**EXERCISE DETAILS**
Return each line of the data below unchanged, please.

—————

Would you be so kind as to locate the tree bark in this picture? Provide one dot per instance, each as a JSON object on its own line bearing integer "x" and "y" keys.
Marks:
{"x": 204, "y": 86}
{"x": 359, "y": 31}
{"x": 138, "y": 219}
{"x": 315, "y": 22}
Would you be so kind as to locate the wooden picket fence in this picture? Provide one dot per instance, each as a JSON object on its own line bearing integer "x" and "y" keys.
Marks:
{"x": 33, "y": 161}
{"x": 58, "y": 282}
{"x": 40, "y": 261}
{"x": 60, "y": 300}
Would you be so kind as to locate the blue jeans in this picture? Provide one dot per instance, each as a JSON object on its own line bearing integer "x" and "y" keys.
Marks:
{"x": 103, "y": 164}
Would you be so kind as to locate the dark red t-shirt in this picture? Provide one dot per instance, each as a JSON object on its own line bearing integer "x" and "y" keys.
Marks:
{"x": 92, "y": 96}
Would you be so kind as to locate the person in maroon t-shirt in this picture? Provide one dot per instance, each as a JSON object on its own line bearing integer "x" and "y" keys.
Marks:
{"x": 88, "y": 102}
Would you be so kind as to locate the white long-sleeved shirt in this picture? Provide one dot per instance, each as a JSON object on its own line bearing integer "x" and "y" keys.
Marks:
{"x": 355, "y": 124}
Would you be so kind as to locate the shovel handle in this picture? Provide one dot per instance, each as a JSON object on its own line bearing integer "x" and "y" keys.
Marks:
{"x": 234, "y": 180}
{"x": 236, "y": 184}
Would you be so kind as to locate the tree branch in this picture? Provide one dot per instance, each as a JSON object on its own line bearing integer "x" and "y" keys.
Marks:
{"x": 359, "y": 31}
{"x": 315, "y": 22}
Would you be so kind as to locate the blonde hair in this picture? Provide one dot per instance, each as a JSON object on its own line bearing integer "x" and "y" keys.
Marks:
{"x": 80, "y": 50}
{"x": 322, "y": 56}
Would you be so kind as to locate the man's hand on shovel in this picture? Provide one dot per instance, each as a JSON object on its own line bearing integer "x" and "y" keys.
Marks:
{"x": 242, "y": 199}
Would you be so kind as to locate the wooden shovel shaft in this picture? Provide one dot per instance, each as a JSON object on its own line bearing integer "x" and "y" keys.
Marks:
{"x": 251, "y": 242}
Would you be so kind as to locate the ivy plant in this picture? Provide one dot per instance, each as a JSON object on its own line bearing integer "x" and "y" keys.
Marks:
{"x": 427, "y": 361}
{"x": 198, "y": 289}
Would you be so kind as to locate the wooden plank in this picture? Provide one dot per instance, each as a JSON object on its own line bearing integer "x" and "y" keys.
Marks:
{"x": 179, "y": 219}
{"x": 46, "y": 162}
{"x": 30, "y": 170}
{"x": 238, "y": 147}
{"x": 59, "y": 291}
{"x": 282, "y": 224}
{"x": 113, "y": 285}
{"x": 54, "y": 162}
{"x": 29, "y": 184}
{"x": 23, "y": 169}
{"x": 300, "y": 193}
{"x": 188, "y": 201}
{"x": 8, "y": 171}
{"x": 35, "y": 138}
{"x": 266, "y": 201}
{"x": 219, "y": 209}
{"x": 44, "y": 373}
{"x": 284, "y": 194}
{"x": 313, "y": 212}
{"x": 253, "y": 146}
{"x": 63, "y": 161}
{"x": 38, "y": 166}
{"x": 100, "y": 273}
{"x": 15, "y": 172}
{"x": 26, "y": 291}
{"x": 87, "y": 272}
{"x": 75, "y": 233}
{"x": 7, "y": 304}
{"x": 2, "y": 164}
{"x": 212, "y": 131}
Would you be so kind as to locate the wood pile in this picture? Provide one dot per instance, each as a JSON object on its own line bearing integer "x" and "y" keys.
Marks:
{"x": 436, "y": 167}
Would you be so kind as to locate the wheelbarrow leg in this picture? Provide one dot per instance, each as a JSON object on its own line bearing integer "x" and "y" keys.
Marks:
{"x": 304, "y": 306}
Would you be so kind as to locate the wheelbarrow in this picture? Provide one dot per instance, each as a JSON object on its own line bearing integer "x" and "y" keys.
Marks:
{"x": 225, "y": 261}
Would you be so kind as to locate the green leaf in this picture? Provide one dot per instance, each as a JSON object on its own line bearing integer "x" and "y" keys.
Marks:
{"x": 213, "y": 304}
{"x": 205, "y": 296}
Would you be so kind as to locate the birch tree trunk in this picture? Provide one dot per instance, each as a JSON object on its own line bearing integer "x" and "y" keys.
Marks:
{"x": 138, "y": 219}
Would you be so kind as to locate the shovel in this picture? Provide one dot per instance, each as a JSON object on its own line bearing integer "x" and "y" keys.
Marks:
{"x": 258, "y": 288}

—————

**YOUR RESPONSE**
Would you be so kind as to locate the tree bark in this picture? Provide one dot per instance, each as a JSON object on its own line bearing integer "x" and "y" keys.
Marks:
{"x": 204, "y": 86}
{"x": 359, "y": 31}
{"x": 138, "y": 219}
{"x": 315, "y": 22}
Would you be so kind as to locate the wooden picket fence in this picture? Provide one dot per instance, each as a JSON object on its own line bearing integer "x" and "y" keys.
Marks:
{"x": 33, "y": 161}
{"x": 58, "y": 282}
{"x": 40, "y": 261}
{"x": 60, "y": 300}
Would you be so kind as to locate the blue jeans in this picture? Provide one dot per instance, each as a JSON object on its own line bearing integer "x" and "y" keys.
Marks:
{"x": 103, "y": 164}
Would you be so kind as to locate the dark red t-shirt in this picture? Provide one dot per instance, each as a JSON object on its own line bearing integer "x" and "y" keys.
Marks:
{"x": 92, "y": 96}
Would you be so kind as to locate the person in maroon t-shirt in this picture? Provide one dot per instance, each as a JSON object on its own line bearing integer "x" and "y" keys.
Marks:
{"x": 88, "y": 102}
Would you be so kind as to locate the white long-sleeved shirt in this picture? Provide one dot per instance, each as a JSON object on its own line bearing integer "x" and "y" keys.
Marks:
{"x": 355, "y": 124}
Would you be so kind as to locate the shovel handle in this picture? Provide one dot per instance, each as a JSON object on its own line bearing integer "x" and "y" keys.
Marks:
{"x": 234, "y": 180}
{"x": 236, "y": 184}
Would you be so kind as to locate the tree branch in this picture? Provide one dot per instance, each as a JSON object on its own line bearing integer "x" and "y" keys.
Marks:
{"x": 359, "y": 31}
{"x": 315, "y": 22}
Would you be so kind as to locate the blonde hair in this picture? Provide one dot per instance, each as a JSON object on its own line bearing integer "x" and "y" keys.
Marks:
{"x": 80, "y": 50}
{"x": 322, "y": 56}
Would you be so kind as to locate the man's hand on shovel in this picture? Provide one dot per instance, each as a JSON object on its own line bearing integer "x" and "y" keys.
Marks:
{"x": 242, "y": 199}
Would you be so kind as to locate the wooden shovel shaft in this picture? Provide one dot per instance, each as a JSON object on its own line bearing integer "x" and "y" keys.
Marks:
{"x": 251, "y": 242}
Would you be so kind as to locate the ivy plant in this picture? Provide one dot per instance, each as a JSON object on its own line bearing integer "x" and "y" keys.
Marks:
{"x": 427, "y": 361}
{"x": 198, "y": 289}
Would you be so kind as to locate the wooden plank in this picture? Provide one dot per instance, each as a JSON object on its own line bearing integer "x" and "y" keys.
Marks:
{"x": 179, "y": 219}
{"x": 46, "y": 162}
{"x": 30, "y": 170}
{"x": 238, "y": 147}
{"x": 59, "y": 291}
{"x": 282, "y": 224}
{"x": 113, "y": 285}
{"x": 54, "y": 162}
{"x": 29, "y": 184}
{"x": 23, "y": 169}
{"x": 300, "y": 193}
{"x": 188, "y": 201}
{"x": 8, "y": 171}
{"x": 35, "y": 138}
{"x": 266, "y": 201}
{"x": 219, "y": 209}
{"x": 44, "y": 373}
{"x": 284, "y": 194}
{"x": 313, "y": 212}
{"x": 253, "y": 146}
{"x": 63, "y": 161}
{"x": 38, "y": 166}
{"x": 100, "y": 273}
{"x": 15, "y": 172}
{"x": 26, "y": 291}
{"x": 87, "y": 272}
{"x": 75, "y": 233}
{"x": 7, "y": 304}
{"x": 2, "y": 164}
{"x": 212, "y": 131}
Would you be so kind as to locate the wood pile in this picture? Provide one dot per instance, each as a JSON object on its own line bearing integer "x" and "y" keys.
Marks:
{"x": 436, "y": 167}
Would you be so kind as to locate the wheelbarrow leg in this picture? Provide one dot per instance, each as a JSON object on its own line bearing integer "x" and "y" keys.
Marks:
{"x": 304, "y": 306}
Would you be so kind as to locate the wheelbarrow in this picture? Provide one dot per instance, each as a JSON object on its own line bearing integer "x" and "y" keys.
Marks:
{"x": 225, "y": 261}
Would you be so kind as to locate the green leaf in this picture? Provide one dot per instance, each as a JSON object on its own line bearing integer "x" and "y" keys.
Marks:
{"x": 213, "y": 304}
{"x": 205, "y": 296}
Would you be so kind as to locate the birch tree trunk in this picture? Provide one dot per instance, each as a JSON object on its own line bearing integer "x" and "y" keys.
Marks:
{"x": 138, "y": 219}
Would you be so kind as to locate the shovel in this picture? Provide one dot per instance, each as a JSON object on its own line bearing integer "x" and "y" keys.
Marks:
{"x": 258, "y": 288}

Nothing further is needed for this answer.